Estratto del documento ->
>>>

Nel 2023, infatti, la platea degli occupati in Italia ha toccato i 23,6 milioni di unità, 471 mila in più rispetto al periodo pre-Covid, di cui 213mila hanno interessato il Mezzogiorno, l’area geografica che ha registrato l’incremento percentuale più elevato del Paese (+3,5 per cento). L’Abruzzo, negli ultimi tre anni, ha fatto registrare 10mila occupati in più. Le previsioni, inoltre, ci dicono che lo stock complessivo degli occupati è destinato a crescere ulteriormente, sfiorando a livello nazionale i 24 milioni di addetti entro il 2025.
OTTO SU DIECI.
Sempre l’anno scorso – sottolinea la Cgia Mestre – l’Italia ha raggiunto una incidenza dell’84 per cento di coloro che hanno un contratto di lavoro a tempo in determinato (15,57 milioni su 18,54 milioni) sul totale dei lavoratori dipendenti. Se confrontiamo il numero di lavoratori dipendenti del 2023 con il posto fisso sempre con lo stesso dato del periodo pre-pandemico, l’aumento è stato di 742 mila unità (+5%).
personale qualificato.
Infine, il numero dei lavoratori altamente specializzati/qualificati è aumentato nell’ultimo anno del 5,8 per cento (+464 mila), pari al 96,5 per cento dei nuovi posti di lavoro creati nel 2023; mentre rispetto al 2019 la variazione rimane positiva (+2,3 per cento), ma più contenuta rispetto all’anno precedente (+192 mila) con una incidenza del 40,7 per cento sui nuovi posti di lavoro creati in questo ultimo quadriennio.
QUALI SONO LE criticità
Ma la Cgia avverte che «nonostante possiamo contare su questi risultati così significativamente importanti, permangono ancora delle criticità che fatichiamo a superare».

<<<

Voci estratte ->

>>>

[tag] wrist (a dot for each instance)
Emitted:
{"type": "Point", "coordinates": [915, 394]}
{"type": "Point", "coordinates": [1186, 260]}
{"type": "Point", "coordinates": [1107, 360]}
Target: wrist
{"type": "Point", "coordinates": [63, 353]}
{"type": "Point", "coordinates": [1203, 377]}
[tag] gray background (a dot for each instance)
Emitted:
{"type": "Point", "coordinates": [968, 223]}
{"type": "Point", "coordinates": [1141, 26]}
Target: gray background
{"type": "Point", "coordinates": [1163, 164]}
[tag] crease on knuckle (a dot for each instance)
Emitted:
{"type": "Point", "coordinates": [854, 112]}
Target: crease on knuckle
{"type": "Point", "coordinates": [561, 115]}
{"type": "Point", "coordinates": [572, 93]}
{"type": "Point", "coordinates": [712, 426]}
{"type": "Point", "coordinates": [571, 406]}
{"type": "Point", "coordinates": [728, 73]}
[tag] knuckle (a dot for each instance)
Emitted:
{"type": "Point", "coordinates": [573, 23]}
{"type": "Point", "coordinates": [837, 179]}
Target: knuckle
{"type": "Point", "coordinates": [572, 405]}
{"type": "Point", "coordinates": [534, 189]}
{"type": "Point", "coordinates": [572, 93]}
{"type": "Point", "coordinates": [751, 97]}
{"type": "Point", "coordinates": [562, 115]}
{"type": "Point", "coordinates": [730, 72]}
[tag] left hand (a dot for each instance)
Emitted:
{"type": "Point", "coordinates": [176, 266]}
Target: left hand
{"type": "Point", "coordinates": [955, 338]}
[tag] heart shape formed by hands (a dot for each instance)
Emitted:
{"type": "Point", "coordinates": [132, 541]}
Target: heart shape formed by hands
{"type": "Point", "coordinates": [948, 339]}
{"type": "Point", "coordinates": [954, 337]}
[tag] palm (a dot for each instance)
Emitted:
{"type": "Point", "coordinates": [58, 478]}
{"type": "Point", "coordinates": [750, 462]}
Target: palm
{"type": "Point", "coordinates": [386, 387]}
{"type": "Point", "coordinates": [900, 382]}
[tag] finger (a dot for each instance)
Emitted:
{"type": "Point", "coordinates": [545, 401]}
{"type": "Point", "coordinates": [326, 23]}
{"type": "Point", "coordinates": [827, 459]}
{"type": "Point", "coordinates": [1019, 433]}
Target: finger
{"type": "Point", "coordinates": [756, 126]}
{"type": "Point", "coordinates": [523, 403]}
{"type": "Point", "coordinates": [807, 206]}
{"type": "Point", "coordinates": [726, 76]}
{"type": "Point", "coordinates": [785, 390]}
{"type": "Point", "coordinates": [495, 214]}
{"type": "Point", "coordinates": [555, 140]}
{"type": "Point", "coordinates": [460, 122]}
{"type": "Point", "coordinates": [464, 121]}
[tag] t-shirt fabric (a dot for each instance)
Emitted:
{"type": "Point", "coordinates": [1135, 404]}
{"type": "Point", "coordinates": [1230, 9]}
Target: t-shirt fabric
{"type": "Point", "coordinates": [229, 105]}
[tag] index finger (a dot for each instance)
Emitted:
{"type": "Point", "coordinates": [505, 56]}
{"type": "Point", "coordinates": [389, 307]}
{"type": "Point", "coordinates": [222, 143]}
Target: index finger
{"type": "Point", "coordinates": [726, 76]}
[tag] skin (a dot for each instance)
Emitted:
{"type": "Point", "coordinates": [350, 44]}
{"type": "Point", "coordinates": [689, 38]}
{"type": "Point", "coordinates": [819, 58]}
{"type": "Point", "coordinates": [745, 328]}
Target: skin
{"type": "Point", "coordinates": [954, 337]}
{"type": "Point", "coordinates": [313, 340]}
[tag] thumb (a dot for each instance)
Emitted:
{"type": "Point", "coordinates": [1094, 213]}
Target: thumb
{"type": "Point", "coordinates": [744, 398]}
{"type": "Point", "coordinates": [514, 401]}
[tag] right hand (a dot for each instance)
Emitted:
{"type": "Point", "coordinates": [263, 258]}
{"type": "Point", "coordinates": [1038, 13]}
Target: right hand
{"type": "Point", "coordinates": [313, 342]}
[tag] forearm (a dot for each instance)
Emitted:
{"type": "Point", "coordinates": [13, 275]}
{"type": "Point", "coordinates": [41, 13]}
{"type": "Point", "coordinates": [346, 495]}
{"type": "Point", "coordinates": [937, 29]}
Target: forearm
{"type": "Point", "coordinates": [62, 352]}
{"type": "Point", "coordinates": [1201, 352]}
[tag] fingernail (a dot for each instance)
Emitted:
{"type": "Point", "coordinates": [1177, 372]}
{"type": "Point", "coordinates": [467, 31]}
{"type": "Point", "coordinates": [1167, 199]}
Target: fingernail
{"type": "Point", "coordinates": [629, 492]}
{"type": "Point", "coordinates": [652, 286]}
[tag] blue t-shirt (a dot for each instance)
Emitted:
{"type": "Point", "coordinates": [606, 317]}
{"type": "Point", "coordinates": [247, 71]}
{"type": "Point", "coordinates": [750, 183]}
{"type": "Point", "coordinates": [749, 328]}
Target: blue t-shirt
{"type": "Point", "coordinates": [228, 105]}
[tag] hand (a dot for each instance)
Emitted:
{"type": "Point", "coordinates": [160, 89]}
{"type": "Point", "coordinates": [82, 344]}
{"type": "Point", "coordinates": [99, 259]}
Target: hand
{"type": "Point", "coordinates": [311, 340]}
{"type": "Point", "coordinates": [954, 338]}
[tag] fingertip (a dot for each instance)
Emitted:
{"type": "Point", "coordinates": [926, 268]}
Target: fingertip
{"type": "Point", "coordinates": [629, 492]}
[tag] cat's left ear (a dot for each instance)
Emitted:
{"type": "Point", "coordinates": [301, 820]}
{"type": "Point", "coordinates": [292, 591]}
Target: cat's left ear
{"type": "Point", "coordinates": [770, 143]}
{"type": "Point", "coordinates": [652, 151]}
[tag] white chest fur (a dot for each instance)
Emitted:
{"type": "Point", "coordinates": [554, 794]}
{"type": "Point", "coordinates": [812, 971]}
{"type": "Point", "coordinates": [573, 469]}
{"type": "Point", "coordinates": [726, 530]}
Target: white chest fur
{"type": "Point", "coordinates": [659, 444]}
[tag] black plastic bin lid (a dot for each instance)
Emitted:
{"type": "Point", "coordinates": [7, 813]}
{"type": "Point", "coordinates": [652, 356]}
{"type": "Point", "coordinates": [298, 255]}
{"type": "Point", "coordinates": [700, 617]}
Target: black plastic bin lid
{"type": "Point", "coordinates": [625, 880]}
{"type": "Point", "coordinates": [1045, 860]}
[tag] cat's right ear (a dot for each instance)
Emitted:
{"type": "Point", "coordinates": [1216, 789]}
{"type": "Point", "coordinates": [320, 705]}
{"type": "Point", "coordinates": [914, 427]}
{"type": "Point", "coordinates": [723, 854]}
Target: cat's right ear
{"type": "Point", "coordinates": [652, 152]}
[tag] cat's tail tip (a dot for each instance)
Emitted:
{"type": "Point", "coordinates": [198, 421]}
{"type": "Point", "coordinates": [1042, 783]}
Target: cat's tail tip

<<<

Esercizi ->
• A. Traduci in inglese questa frase del testo sull'occupazione in Italia: "L’Abruzzo, negli ultimi tre anni, ha fatto registrare 10mila occupati in più."
• B. Prosegui il testo sull'occupazione in Italia dopo la sua ultima frase.

Soluzioni ->
• A. Over the last three years, Abruzzo has recorded 10,000 more people in employment.

• B.
La principale rimane il basso tasso di occupazione; tra i 20 Paesi dell’Area dell’Euro, l’Italia è fanalino di coda con un “misero” 61,5 per cento, contro una media dell’Eurozona del 70,1 per cento. Non va trascurato nemmeno il trend registrato dai lavoratori autonomi; rispetto al 2019 sono scesi di 223 mila unità (- 4,2 per cento), nonostante nell’ultimo anno ci sia stato un leggero segnale di ripresa pari + 62mila unità (+1,3 per cento). Senza contare che, purtroppo, l’Italia conta storicamente su livelli retributivi mediamente più bassi degli altri Paesi dell’Ue, a causa di un livello di produttività del lavoro molto basso, di un tasso dei Neet elevatissimo e di un tasso occupazionale relativo alle donne più contenuto di tutta Europa.
soprattutto al Sud.
Negli ultimi anni (2019-2023) a livello territoriale, secondo il dossier Cgia, sono le regioni del Mezzogiorno ad aver registrato gli incrementi occupazionali più importanti.
Rispetto al 2019 la Puglia ha segnato un ragguardevole + 6,3 per cento (+77 mila unità), seguono la Liguria e la Sicilia entrambe con il +5,2 per cento (la prima con +31 mila unità e la seconda con +69 mila), la Campania con il +3,6 per cento (+58 mila unità) e la Basilicata con il +3,5 per cento (+7 mila unità).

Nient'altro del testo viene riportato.